• **Text section**:
Introducing Cardinal: The Most Performant Engine For Vector Searches

8 min readFeb 1, 2024

This post is written by Alexandr Guzhva and Li Liu.

In databases, ‘performance’ is a critical metric, especially in vector databases. It is pivotal in efficiently processing a high volume of user requests within limited resources. While access latency might not be a concern in some situations, for a vector database, performance remains essential for various reasons.

Vector search, reliant on Approximate Nearest Neighbor Search (ANNS), may trade a slight degree of accuracy for enhanced performance. Improved performance, in turn, allows for greater precision.
Outstanding performance, maintained under a consistent query latency, facilitates higher throughput using the same resources, accommodating a larger user base.
Moreover, improved performance translates to the need for fewer computational resources to support identical usage scenarios.

Vector databases are inherently computation-intensive, with a significant portion of resource usage — often exceeding 80% — dedicated to vector distance calculations. As a result, the vector search engine, responsible for handling vector search tasks, becomes a critical factor in determining the overall performance of a vector database.

Zilliz consistently prioritizes the enhancement of vector database performance. The open-source Milvus and the fully managed Zilliz Cloud demonstrate superior performance compared to similar products. The Milvus vector search engine Knowhere, plays a significant role in achieving this success by laying a foundation for a new search engine.

Entries for labeling with bounding boxes:
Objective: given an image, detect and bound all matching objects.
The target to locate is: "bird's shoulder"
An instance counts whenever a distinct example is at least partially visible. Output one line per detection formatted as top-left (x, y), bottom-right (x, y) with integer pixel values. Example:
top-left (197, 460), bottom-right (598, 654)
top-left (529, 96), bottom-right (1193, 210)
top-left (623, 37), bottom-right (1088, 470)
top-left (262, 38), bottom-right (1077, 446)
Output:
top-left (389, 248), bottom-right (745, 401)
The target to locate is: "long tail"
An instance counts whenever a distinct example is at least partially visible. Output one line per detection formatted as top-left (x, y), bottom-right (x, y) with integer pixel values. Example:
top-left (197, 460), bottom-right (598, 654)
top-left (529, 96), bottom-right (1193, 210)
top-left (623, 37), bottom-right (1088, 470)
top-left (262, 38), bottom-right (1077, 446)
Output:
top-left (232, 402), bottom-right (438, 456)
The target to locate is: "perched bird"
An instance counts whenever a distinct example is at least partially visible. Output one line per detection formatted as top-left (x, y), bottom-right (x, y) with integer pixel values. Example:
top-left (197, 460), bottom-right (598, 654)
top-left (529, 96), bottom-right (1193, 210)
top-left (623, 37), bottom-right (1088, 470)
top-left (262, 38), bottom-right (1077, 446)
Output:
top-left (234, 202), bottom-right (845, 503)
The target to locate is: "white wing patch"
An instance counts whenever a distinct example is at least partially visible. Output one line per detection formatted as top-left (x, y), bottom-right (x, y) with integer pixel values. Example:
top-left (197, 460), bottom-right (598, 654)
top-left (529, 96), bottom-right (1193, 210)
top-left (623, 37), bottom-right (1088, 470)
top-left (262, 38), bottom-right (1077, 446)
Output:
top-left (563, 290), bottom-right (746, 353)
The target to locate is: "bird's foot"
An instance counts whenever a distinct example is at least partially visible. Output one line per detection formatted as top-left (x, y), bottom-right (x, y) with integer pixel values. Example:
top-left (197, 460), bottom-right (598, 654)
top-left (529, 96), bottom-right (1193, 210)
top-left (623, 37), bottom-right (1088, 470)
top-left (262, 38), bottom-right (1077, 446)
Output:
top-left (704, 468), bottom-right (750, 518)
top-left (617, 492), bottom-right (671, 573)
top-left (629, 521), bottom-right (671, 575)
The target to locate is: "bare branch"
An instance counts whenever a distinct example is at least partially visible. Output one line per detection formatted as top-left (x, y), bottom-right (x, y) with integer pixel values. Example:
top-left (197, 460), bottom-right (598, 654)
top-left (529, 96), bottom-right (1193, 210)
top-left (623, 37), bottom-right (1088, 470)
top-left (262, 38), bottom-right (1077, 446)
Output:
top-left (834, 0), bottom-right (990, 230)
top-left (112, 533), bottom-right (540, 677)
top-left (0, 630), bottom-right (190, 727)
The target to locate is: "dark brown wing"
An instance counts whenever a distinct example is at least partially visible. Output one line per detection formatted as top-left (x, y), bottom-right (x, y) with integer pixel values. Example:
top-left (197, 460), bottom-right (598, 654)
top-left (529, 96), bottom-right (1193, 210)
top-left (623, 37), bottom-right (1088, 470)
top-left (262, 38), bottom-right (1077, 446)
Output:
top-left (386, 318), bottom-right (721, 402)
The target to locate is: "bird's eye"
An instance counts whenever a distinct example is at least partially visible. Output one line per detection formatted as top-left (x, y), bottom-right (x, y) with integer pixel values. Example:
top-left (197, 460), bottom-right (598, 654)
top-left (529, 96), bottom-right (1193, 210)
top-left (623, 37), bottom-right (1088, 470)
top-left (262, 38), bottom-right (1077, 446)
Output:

• **Stated task 1**: In the Cardinal article, what share of a vector database's resource usage often goes to vector distance calculations?
• **Stated task 2**: Write the next part of the Cardinal article, following on from its final sentence.

• **Exercise response 1**: Often more than 80%.

• **Exercise response 2**:
At the heart of the latest release of Zilliz Cloud is Cardinal, a new vector search engine we built. This search engine has already demonstrated a threefold increase in performance compared to the previous version, offering a search performance (QPS) that reaches tenfold that of Milvus.

We evaluated the latest Zilliz Cloud’s performance through the open-source vector database benchmark tool and compared its performance with Milvus and Zilliz Cloud with an old engine. The evaluation results are shown in the charts below.

What is Cardinal?

Cardinal is a proprietary multi-threaded modern C++ template-based vector search engine that implements the most practical and widely used ANNS methods. Cardinal was designed and written from scratch to use available compute resources efficiently.

Cardinal is capable of:

performing brute-force search,
creating and modifying ANNS indices,
performing the index Top-K and index range search,
working with various input data formats, including FP32, FP16, and BF16,
working with in-memory data or with memory-mapped data,
filtering the results during the search based on user-provided criteria.

Cardinal includes:

An implementation of ANN methods that allow for easy configuration of various internal parameters. However, the default operating point is consistently tuned to maximize search speed (QPS, queries per second) while maintaining reasonable accuracy (recall rate).
Efficient implementation of various algorithms that support ANNS methods. For example, ones that provide sample filtering capabilities.
Low-level specialized optimized kernels for most compute-intensive operations used during the search or construction. Multiple hardware platforms are supported. Besides kernels that compute distances for various metrics, Cardinal also contains fused kernels and kernels for data preprocessing.
Supporting facilities, such as asynchronous operations, memory-mapped I/O capabilities, caching, memory allocators, logging, etc.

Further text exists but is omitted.